• _Aim of the exercise_
Can you copy the numerical notebook excerpt below word for word, beginning at the words that contain "B_v = numpy.diagflat([sigma_v" and stopping after "numpy.add(1., numpy.multiply(U,U))))), U))"?

• _Selected passage_

────────────────────────────────────────

Let us take a look at the inhomogeneous initial condition:

In [ ]:
pyplot.ylim((0., 2.1))
pyplot.xlabel('x')
pyplot.ylabel('concentration')
pyplot.plot(x_grid, U)
pyplot.plot(x_grid, V)
pyplot.show()

These are the matrices of our system of linear equations whose derivation we described earlier.

In [ ]:
A_u = numpy.diagflat([-sigma_u for i in range(J-1)], -1) +\
      numpy.diagflat([1.+sigma_u]+[1.+2.*sigma_u for i in range(J-2)]+[1.+sigma_u]) +\
      numpy.diagflat([-sigma_u for i in range(J-1)], 1)
        
B_u = numpy.diagflat([sigma_u for i in range(J-1)], -1) +\
      numpy.diagflat([1.-sigma_u]+[1.-2.*sigma_u for i in range(J-2)]+[1.-sigma_u]) +\
      numpy.diagflat([sigma_u for i in range(J-1)], 1)
        
A_v = numpy.diagflat([-sigma_v for i in range(J-1)], -1) +\
      numpy.diagflat([1.+sigma_v]+[1.+2.*sigma_v for i in range(J-2)]+[1.+sigma_v]) +\
      numpy.diagflat([-sigma_v for i in range(J-1)], 1)
        
B_v = numpy.diagflat([sigma_v for i in range(J-1)], -1) +\
      numpy.diagflat([1.-sigma_v]+[1.-2.*sigma_v for i in range(J-2)]+[1.-sigma_v]) +\
      numpy.diagflat([sigma_v for i in range(J-1)], 1)

Function f_vec_ee returns the explicit Euler time step vector while f_vec_rk returns the vector obtained applying the Runge-Kutta 4 method.

In [ ]:
def f_vec_ee(U,V):
    return numpy.multiply(dt, numpy.subtract(numpy.multiply(V, 
           numpy.add(k0, numpy.divide(numpy.multiply(U,U), numpy.add(1., numpy.multiply(U,U))))), U))
In [ ]:
def f_vec_rk(U, V):
    f_vec = lambda U, V: numpy.subtract(numpy.multiply(V, 
                         numpy.add(k0, numpy.divide(numpy.multiply(U,U), numpy.add(1., numpy.multiply(U,U))))), U)
    k1 = f_vec(U, V)
    k2 = f_vec(U + numpy.multiply(dt/2., k1), V - numpy.multiply(dt/2., k1))
    k3 = f_vec(U + numpy.multiply(dt/2., k2), V - numpy.multiply(dt/2., k2))
    k4 = f_vec(U + numpy.multiply(dt, k3), V - numpy.multiply(dt, k3))

────────────────────────────────────────

Excerpts from location labeling data:
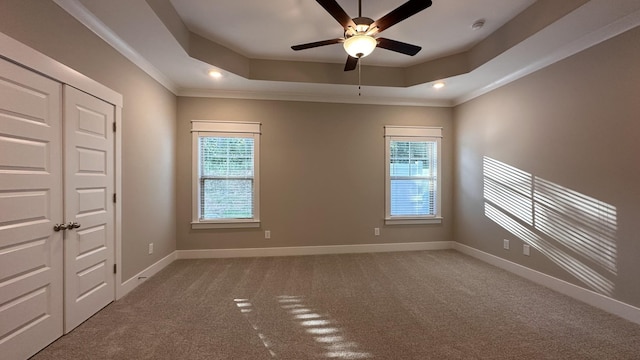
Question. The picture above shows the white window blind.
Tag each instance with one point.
(225, 174)
(412, 178)
(226, 177)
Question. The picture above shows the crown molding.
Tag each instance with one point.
(282, 96)
(585, 42)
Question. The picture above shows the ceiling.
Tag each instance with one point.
(249, 42)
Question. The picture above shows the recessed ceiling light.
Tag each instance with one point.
(478, 24)
(215, 74)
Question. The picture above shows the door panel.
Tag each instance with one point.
(89, 183)
(31, 253)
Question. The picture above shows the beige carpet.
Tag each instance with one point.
(413, 305)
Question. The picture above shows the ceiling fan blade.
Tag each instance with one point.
(398, 46)
(351, 63)
(337, 12)
(402, 12)
(316, 44)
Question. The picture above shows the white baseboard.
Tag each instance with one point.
(140, 277)
(312, 250)
(602, 302)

────────────────────────────────────────

• _Complete answer_
B_v = numpy.diagflat([sigma_v for i in range(J-1)], -1) +\
      numpy.diagflat([1.-sigma_v]+[1.-2.*sigma_v for i in range(J-2)]+[1.-sigma_v]) +\
      numpy.diagflat([sigma_v for i in range(J-1)], 1)

Function f_vec_ee returns the explicit Euler time step vector while f_vec_rk returns the vector obtained applying the Runge-Kutta 4 method.

In [ ]:
def f_vec_ee(U,V):
    return numpy.multiply(dt, numpy.subtract(numpy.multiply(V, 
           numpy.add(k0, numpy.divide(numpy.multiply(U,U), numpy.add(1., numpy.multiply(U,U))))), U))